Task input
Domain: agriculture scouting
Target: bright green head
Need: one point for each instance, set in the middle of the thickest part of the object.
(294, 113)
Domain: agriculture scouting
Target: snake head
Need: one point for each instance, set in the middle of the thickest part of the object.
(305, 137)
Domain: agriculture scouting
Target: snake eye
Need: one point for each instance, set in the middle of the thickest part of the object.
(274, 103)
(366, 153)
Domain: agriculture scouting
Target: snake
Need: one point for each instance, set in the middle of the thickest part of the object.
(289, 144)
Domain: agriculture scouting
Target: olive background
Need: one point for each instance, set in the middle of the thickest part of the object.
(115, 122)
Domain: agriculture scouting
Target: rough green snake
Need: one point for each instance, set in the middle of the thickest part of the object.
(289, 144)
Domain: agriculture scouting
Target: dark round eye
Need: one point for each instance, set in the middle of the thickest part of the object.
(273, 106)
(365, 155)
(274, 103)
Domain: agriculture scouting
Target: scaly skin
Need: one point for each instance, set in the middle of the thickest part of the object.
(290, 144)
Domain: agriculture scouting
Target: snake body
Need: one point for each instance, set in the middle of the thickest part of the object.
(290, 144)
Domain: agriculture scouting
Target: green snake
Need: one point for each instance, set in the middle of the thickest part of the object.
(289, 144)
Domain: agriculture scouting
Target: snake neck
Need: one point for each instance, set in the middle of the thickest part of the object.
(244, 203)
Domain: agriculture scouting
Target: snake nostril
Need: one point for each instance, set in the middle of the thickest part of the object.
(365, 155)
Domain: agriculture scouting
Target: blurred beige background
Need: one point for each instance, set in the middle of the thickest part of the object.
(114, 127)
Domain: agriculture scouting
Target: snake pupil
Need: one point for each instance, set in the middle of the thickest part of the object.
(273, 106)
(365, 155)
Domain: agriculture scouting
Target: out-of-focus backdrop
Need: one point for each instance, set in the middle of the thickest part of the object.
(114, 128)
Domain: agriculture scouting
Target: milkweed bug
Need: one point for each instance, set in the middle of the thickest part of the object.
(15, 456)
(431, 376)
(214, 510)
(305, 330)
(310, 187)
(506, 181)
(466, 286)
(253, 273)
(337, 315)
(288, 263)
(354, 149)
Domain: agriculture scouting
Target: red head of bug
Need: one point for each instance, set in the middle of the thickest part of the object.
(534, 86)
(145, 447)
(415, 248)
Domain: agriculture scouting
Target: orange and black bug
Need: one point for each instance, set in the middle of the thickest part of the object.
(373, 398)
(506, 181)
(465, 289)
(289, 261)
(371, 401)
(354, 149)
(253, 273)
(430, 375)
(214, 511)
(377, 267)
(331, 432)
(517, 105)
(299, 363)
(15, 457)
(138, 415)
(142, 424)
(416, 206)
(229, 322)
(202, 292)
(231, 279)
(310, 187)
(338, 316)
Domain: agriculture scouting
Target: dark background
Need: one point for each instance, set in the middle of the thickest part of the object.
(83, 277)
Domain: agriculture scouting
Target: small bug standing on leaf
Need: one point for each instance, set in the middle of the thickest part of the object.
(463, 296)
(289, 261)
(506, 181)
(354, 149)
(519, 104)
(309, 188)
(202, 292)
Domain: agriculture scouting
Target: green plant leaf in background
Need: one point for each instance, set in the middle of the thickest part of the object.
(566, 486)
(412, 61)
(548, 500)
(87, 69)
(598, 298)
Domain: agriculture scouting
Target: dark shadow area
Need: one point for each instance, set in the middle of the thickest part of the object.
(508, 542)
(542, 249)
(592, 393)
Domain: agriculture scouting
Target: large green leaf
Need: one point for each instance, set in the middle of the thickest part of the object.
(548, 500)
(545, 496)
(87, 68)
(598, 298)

Work to be completed
Quote all of the entries exactly as they appear.

The completed task
Domain: agriculture scouting
Target: bright green head
Need: one point for each instance, set in the middle of the thickest part of the object.
(294, 113)
Domain: agriculture scouting
Target: snake head
Need: one point for each instance, set in the middle of the thickest part of the object.
(305, 137)
Domain: agriculture scouting
Target: snake eye
Need: one point for each instance, set in the middle of the thickest part of the object.
(274, 103)
(366, 153)
Domain: agriculture scouting
Target: snake
Need: one point for each instance, set in the middle of the thickest part of the object.
(289, 144)
Domain: agriculture scouting
Target: olive background
Need: one point for each instance, set in the middle of the thickest part of the object.
(115, 122)
Domain: agriculture scouting
Target: rough green snake
Need: one point for each instance, set in the middle of the thickest part of the object.
(289, 144)
Domain: agriculture scouting
Target: dark round eye
Need: one point for each instance, set in the middle of the thickest part of the object.
(273, 106)
(365, 155)
(274, 103)
Domain: agriculture scouting
Target: scaly skin
Need: one point for each instance, set in the middle of the thickest part of the object.
(290, 144)
Domain: agriculture scouting
Target: snake body
Need: one point for each instance, set in the middle of the thickest part of the object.
(290, 144)
Domain: agriculture scouting
Target: green snake
Need: one point for each instance, set in the middle of the thickest part of the object.
(289, 144)
Domain: agriculture scouting
Target: snake neck
Need: one point for each instance, set in the middle of the thickest part of the object.
(244, 203)
Domain: agriculture scouting
Target: snake nostril
Need: one point for each instance, set in the middle of the thickest part of the object.
(365, 155)
Domain: agriculture scouting
Target: blurred beige background
Need: one point for each instance, set in the middle of the thickest part of the object.
(114, 127)
Domain: agriculture scouting
Target: snake pupil
Need: one point for each instance, set in the middle of the thickest part of the object.
(273, 106)
(365, 155)
Domain: agriculture scouting
Target: out-of-focus backdrop
Need: one point for each instance, set in the middle of the thickest part of the object.
(114, 128)
Domain: agriculture scouting
Target: milkweed bug
Need: one point for each instance, set in the middle of the thickest part of the object.
(15, 456)
(431, 376)
(214, 510)
(305, 330)
(310, 187)
(506, 181)
(466, 286)
(253, 273)
(337, 315)
(288, 263)
(354, 149)
Domain: agriculture scouting
Target: red head of bug
Need: one point for each instance, set in the middle of the thickest part of the object.
(534, 86)
(145, 447)
(415, 248)
Domain: agriculture scouting
Target: orange and black bug
Need: one point for each instance, set in the middle of the thickest part of the object.
(373, 398)
(506, 181)
(465, 289)
(289, 261)
(371, 401)
(354, 149)
(253, 273)
(430, 375)
(214, 511)
(377, 267)
(331, 432)
(517, 105)
(299, 363)
(15, 457)
(138, 415)
(142, 424)
(416, 206)
(229, 322)
(202, 292)
(231, 279)
(310, 187)
(338, 316)
Domain: agriculture scouting
Target: dark background
Need: one point for each instance, set in the middle of the thickest part of the object.
(83, 277)
Domain: agriculture scouting
Target: small bug standing on leaf
Need: one point for each instance, set in the middle of the thickest part of the object.
(463, 296)
(289, 261)
(506, 181)
(354, 149)
(519, 104)
(309, 188)
(202, 292)
Domain: agriculture scouting
Target: green plant leaf in background
Need: one point for each instance, set in the middle of the thickest part of the object.
(566, 486)
(412, 61)
(548, 500)
(87, 69)
(598, 298)
Domain: agriculture scouting
Target: dark shadow area
Need: one point for each instance, set in the middle of the thickest part of the object.
(508, 542)
(542, 249)
(592, 393)
Domain: agriculture scouting
Target: large green leaf
Need: one point for each instance, set in the middle of the thickest part of the object.
(548, 500)
(545, 496)
(87, 68)
(598, 298)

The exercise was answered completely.